- **Information shown**
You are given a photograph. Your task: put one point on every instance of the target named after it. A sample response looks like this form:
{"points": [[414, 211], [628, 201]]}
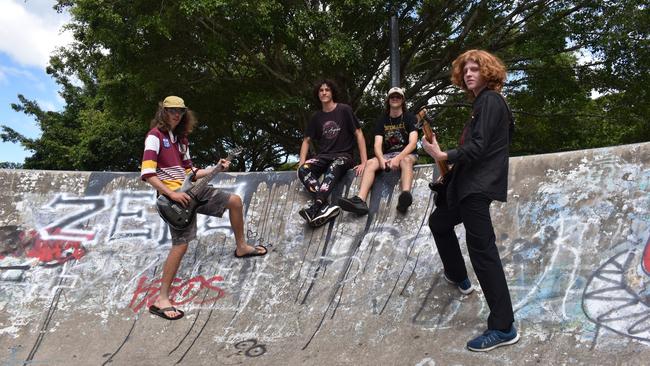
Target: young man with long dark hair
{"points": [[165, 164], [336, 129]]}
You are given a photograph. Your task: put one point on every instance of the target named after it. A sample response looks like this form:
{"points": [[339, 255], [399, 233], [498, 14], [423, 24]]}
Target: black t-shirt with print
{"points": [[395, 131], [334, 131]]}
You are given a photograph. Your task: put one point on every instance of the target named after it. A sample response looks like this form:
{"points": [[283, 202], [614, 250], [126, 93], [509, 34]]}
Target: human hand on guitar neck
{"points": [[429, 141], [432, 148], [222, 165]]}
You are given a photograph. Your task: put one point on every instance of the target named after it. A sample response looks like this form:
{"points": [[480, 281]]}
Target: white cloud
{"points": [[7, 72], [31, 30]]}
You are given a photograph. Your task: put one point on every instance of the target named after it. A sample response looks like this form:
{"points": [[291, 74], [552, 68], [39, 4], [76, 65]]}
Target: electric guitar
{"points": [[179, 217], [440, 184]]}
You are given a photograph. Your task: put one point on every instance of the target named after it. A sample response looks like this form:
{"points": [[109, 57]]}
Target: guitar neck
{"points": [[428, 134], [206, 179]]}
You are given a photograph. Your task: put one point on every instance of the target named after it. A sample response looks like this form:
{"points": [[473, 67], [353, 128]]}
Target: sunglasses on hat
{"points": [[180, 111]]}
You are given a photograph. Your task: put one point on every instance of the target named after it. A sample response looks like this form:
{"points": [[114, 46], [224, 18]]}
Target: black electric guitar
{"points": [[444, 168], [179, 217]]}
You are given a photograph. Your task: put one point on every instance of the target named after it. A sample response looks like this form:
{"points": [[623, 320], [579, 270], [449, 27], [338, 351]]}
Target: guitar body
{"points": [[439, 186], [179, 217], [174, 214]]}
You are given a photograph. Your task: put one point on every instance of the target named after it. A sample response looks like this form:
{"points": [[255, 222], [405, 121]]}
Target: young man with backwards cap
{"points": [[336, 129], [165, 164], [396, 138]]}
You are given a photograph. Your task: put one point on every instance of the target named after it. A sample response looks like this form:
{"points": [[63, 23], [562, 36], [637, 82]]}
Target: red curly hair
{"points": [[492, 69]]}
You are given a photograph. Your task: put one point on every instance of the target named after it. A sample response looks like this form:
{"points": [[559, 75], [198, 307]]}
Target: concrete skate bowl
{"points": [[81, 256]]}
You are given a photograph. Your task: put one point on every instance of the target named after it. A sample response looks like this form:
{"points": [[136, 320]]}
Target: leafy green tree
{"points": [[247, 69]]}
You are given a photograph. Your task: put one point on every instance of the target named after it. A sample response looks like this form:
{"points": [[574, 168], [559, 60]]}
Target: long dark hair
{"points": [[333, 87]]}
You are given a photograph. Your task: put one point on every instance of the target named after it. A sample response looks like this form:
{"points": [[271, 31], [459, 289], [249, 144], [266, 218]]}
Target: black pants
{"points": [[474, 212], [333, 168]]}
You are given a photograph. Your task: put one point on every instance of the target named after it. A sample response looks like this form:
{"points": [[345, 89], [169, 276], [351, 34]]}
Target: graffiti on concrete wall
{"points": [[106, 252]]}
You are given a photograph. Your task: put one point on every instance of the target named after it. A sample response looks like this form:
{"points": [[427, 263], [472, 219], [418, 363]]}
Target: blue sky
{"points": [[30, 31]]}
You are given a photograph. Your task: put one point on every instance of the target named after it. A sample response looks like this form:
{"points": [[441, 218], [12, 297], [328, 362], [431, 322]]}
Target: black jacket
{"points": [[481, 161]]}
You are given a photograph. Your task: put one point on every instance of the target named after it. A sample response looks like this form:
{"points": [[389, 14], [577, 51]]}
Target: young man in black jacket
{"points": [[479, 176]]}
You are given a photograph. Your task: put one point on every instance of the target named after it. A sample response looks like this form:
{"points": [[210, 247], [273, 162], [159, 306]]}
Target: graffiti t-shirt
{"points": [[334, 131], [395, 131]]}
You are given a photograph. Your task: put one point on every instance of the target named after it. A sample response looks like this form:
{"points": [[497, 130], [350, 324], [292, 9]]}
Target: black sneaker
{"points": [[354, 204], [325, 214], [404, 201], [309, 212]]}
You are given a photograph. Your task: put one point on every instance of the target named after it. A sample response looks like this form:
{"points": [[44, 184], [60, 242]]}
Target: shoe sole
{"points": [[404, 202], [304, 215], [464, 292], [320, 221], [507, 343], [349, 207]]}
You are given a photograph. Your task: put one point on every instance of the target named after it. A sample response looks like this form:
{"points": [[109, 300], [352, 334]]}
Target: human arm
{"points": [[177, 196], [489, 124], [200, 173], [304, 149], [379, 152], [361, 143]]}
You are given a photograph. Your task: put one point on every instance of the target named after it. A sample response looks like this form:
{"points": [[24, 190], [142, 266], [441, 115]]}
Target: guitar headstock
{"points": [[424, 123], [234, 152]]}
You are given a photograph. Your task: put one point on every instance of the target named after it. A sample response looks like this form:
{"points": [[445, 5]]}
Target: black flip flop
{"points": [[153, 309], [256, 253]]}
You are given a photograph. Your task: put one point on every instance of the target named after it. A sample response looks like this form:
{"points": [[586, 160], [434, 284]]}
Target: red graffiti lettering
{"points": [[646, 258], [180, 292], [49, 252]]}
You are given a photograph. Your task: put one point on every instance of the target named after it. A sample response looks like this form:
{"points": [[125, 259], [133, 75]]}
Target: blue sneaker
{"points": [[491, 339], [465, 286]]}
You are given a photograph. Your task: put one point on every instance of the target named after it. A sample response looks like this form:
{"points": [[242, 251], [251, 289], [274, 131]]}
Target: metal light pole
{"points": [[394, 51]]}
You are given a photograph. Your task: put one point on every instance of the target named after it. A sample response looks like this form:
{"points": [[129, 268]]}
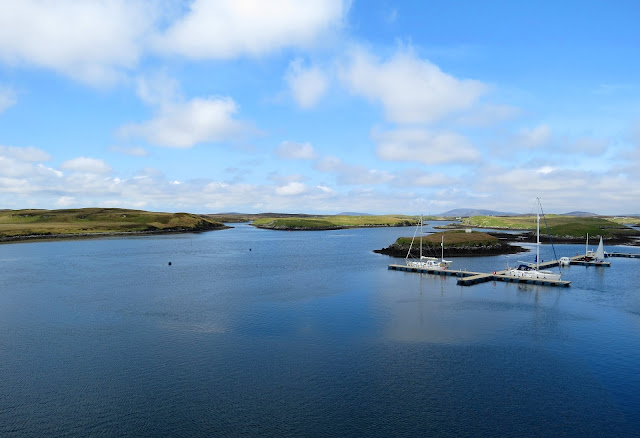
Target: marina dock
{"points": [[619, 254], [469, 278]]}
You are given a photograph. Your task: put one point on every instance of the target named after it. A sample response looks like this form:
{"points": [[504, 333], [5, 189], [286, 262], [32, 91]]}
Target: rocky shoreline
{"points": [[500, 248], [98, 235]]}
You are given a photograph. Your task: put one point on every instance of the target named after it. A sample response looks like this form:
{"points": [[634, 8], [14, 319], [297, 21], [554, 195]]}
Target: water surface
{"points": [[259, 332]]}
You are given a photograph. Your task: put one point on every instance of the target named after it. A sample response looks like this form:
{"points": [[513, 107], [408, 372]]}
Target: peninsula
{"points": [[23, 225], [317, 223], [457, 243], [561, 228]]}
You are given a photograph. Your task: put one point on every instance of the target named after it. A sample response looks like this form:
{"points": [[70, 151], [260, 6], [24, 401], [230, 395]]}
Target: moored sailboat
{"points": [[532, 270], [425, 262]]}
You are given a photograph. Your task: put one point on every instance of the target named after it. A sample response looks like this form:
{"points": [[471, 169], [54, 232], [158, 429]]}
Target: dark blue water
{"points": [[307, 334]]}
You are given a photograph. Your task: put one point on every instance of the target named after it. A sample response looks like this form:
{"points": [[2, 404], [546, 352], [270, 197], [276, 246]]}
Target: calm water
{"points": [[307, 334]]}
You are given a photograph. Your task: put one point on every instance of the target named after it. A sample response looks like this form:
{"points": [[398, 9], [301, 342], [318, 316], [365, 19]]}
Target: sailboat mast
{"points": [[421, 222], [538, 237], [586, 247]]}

- **Exercise prompt**
Please pull out every line of the rows above that contains the string "shirt", matching its case exactly.

- **Result of this exercise**
Target: black t-shirt with print
Target: graffiti t-shirt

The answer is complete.